(Records from a dataset)
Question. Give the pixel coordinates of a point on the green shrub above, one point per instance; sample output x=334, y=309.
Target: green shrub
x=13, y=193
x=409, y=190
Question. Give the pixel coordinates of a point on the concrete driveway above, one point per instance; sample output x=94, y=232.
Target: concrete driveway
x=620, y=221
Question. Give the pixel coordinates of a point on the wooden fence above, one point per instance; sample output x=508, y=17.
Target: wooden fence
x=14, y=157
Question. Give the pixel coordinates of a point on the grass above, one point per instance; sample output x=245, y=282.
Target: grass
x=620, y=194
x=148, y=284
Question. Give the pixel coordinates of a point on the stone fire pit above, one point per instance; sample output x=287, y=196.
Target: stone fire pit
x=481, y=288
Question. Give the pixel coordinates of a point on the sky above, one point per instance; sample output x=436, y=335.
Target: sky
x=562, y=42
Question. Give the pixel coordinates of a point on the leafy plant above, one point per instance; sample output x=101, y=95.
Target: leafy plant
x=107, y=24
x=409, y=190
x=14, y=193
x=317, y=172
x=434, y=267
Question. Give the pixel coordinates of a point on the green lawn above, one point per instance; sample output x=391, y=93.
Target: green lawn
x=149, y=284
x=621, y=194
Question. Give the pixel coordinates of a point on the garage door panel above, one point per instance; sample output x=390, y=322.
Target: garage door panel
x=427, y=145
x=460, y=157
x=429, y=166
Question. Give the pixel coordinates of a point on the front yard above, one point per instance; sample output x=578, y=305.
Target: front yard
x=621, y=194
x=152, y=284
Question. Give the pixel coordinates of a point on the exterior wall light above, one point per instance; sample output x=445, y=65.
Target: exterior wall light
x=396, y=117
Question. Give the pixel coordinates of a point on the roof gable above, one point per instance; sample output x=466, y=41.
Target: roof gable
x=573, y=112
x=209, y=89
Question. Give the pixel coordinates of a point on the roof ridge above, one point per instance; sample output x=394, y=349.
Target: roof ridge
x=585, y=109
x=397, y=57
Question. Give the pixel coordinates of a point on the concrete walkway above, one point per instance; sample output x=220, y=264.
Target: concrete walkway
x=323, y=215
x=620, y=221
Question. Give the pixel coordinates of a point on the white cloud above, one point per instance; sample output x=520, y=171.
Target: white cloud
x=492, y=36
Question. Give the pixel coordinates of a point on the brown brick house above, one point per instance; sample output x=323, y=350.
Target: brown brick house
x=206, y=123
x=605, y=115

● **DIRECTIONS**: Reproduce, with both ends included, the lines from the one holding "Target: white cloud" to the end of the records above.

● **RESPONSE AREA**:
Target: white cloud
x=492, y=36
Question. Give the pixel coordinates of a point on the brown brick house above, one point per instance; sample output x=323, y=350.
Target: brown brick house
x=206, y=123
x=605, y=115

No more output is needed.